- [Extract provided]:
+ + + + + + +

Neighborhood Selection: Not Doing the Same Work Twice

One of the largest performance issues in many IDW implementations is the search radius used in initial sample selection.  For naive implementations, this involves calculating the distance to each point, which ironically is nearly the same computational effort as including that point in the calculation, thus doubling the work.

More performant implementations use a binary spatial index.  Our implementation falls into this category, leveraging the bitmap indexing already present with a dynamic search radius on a blocked (tile) basis.  This allows for <1 ms neighborhood selection, versus up to several hours on a single multicore CPU system for an unindexed naive implementation with a large dataset.

Algorithms and Numerics

Finally, in our implementation the core computation code is a two-pass algorithm, which is multithreaded and SIMD vectorized.

In the first pass, the inverse distance for each point in the neighborhood is calculated, and the sum of these is accumulated.  The second pass computes the dot product of the multiplicative inverse of this sum with the point values (μSv/h).

Conversely, no other implementation we are aware of is SIMD vectorized, and publicly available source code uses a number of slow operations in each inner loop calculation (sqrt(), pow(), fp divide).  Many implementations are not multithreaded.



New Improvements: Next Version:

 

Register Optimization: +10% to +20%

In compiler and code evaluation, it was found that not all the CPU’s SIMD registers were in use, resulting in needless transfer of data from RAM to the registers, leading to stalling during the computation.  A number of implementations were tested, and it was found that predicting two values which shared the same neighborhood had a 10% – 20% performance advantage.

Single-Pass Computation: +200% to +1000%

It was also found found that the computation itself could be reduced to a single step, by accumulating the dot product of the inverted distance and the point value (μSv/h), performing a single final scalar calculation of this newly accumulated dot product sum divided by the currently calculated sum of the inverted distances.  This was extremely significant for performance, resulting in a 200% – 1000% improvement depending on problem size on both ARM and Intel architectures.  Again, the primary mechanism for this is minimizing memory transfers to and from RAM.

Tile Decomposition

Data is stored by the app in raster tiles, but must be decomposed to a series of x/y/z points to perform the interpolation.  Currently, this is done by using Apple’s vDSP_vcmprs function, part of the excellent Accelerate framework.  A hand-optimized version of this function was found to be approximately 200% faster on both ARM and Intel architectures by again minimizing memory transfers, significantly reducing stalling.

Database Connection Pool

Due to a fixed database connection pool size in the current app, the clipping features compile a SQL statement in each select which adds some stalling per tile being predicted, instead of reusing a connection and compiled statement from the pool.  In the upcoming version of the app, the entire database provider application layer was rewritten, and now supports a dynamic connection pool size.

Common Code and Readability / Maintenance

To avoid code duplication and prepare for the open source release of the Safecast app, special attention was given to testing that even performance-critical SIMD numerics functions could be safely written using inlined function calls for common code, which is important as each IDW power p=x has its own function to avoid inner-loop branching which would be very detrimental to performance.  These changes allow updates to made in a single location in code and makes it easier to understand, document, and maintain.

+ + + + + + +

- [Given records]:
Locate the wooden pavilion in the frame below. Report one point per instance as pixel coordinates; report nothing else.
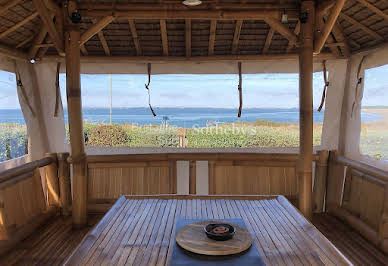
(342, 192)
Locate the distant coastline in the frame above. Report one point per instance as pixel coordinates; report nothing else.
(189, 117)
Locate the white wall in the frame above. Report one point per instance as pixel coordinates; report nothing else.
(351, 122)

+ + + + + + +

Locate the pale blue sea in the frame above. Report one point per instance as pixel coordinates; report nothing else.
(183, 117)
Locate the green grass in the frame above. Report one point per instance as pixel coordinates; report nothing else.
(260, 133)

+ + + + + + +

- [Stated problem]:
From the text on IDW performance, return the passage that begins at the words "Data is stored" and ends after "significantly reducing stalling.", copied word for word.

- [Solution below]:
Data is stored by the app in raster tiles, but must be decomposed to a series of x/y/z points to perform the interpolation.  Currently, this is done by using Apple’s vDSP_vcmprs function, part of the excellent Accelerate framework.  A hand-optimized version of this function was found to be approximately 200% faster on both ARM and Intel architectures by again minimizing memory transfers, significantly reducing stalling.